▶ YOUR INSTRUCTIONS
Please give back the material below from the line containing "Would you mind tagging the fly" through its final line, both included, substituting "insect leg" for "fly leg" and leaving everything else unchanged. Return only those lines.

▶ MATERIAL TO PROCESS
# # # #
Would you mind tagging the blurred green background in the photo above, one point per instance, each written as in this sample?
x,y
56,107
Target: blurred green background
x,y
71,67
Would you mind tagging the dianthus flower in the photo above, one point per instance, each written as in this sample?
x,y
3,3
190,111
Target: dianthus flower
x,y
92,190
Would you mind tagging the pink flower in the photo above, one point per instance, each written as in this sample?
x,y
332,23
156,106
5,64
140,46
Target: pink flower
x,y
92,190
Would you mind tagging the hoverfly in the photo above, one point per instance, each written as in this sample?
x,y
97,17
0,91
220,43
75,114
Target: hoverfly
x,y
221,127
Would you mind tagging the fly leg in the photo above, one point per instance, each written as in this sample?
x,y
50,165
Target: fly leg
# # # #
▶ EXERCISE RESULT
Would you mind tagging the insect leg in the photo above, one point per instance, each written as in this sample?
x,y
50,165
Target: insect leg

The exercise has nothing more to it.